TEXTAUSSCHNITT
===
Von weitem sind Yusra und Nashwa nicht leicht zu unterscheiden – beide tragen nicht nur eine lange, weite Abaya, die ihren ganzen Körper bedeckt, nicht nur ein Kopftuch, sondern auch einen Gesichtschleier. Frei bleibt nur ein kleiner Augenschlitz, durch den sie die Welt beobachten.

Und doch stehen die beiden für zwei ganz unterschiedliche Arten, den Gesichtschleier zu tragen. Nashwa kommt aus Katar – und dort gehört der Niqab, wie der Gesichtsschleier auf Arabisch heißt, schon seit jeher zum Straßenbild. "Wir denken da nicht groß drüber nach. Wir sprechen auch nicht viel darüber. Es ist einfach eine Tradition", erzählt Nashwa, eine Mutter von fünf Kindern und Verwaltungsangestellte der katarischen Regierung.
===
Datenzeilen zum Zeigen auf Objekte

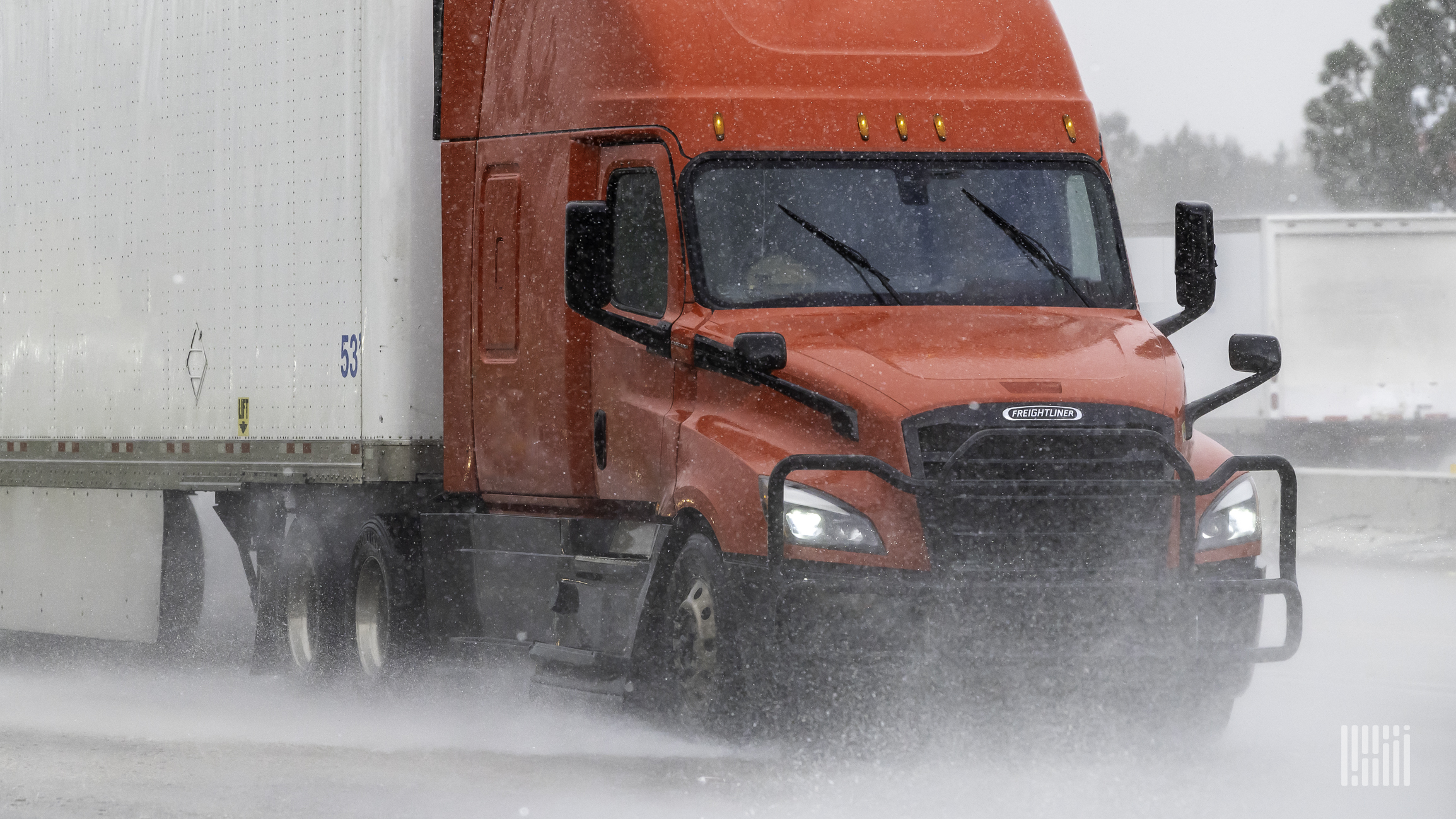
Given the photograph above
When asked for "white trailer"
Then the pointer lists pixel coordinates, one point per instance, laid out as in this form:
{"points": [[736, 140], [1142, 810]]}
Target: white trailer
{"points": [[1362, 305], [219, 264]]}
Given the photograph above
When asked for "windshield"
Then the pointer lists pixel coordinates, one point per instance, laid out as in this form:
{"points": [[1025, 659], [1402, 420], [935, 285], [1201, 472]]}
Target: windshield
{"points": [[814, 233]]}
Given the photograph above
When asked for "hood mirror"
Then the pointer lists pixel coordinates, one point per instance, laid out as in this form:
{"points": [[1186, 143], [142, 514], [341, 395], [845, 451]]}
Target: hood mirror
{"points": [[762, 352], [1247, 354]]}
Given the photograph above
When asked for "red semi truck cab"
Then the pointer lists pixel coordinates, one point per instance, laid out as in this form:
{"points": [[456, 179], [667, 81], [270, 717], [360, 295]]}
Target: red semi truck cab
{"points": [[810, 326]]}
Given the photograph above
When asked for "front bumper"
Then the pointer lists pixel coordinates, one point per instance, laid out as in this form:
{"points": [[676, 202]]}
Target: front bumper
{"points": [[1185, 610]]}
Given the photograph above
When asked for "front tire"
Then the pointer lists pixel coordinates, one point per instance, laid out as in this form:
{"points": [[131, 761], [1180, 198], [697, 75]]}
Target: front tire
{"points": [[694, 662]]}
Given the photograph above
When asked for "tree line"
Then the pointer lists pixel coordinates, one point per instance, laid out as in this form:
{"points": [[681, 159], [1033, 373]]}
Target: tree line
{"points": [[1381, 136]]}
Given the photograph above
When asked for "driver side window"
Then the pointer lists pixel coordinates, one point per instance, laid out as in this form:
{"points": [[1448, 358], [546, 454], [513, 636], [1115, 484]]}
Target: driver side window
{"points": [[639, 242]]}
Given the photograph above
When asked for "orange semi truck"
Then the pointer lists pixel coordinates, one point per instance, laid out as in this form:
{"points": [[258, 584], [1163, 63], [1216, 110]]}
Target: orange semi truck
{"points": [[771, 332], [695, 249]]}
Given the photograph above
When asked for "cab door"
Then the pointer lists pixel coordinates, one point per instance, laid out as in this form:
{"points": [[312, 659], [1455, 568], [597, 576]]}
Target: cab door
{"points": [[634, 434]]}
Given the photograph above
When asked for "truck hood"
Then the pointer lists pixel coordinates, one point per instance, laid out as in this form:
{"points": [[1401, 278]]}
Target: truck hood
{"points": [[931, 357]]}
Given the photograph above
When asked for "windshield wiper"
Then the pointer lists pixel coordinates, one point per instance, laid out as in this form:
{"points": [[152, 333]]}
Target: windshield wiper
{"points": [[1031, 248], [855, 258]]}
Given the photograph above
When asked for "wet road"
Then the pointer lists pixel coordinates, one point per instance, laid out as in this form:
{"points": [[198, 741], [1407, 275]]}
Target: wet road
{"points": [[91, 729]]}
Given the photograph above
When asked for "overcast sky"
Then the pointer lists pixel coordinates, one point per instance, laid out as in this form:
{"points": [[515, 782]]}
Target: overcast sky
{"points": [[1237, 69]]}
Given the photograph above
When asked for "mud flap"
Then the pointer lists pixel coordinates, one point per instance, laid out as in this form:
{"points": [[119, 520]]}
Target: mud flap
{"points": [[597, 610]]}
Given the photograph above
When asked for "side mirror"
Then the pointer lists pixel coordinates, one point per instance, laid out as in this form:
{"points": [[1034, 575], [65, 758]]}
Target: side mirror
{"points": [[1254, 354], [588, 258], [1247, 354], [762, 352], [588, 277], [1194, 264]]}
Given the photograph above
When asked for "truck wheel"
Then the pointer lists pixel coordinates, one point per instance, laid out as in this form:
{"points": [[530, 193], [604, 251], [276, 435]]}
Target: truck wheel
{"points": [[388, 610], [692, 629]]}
===
AUFGABE
Schreib aus dem Textausschnitt über den Gesichtsschleier den Abschnitt wortgetreu ab, der mit den Worten „Und doch stehen“ beginnt und mit „der katarischen Regierung.“ endet.

VOLLSTÄNDIGE ANTWORT
Und doch stehen die beiden für zwei ganz unterschiedliche Arten, den Gesichtschleier zu tragen. Nashwa kommt aus Katar – und dort gehört der Niqab, wie der Gesichtsschleier auf Arabisch heißt, schon seit jeher zum Straßenbild. "Wir denken da nicht groß drüber nach. Wir sprechen auch nicht viel darüber. Es ist einfach eine Tradition", erzählt Nashwa, eine Mutter von fünf Kindern und Verwaltungsangestellte der katarischen Regierung.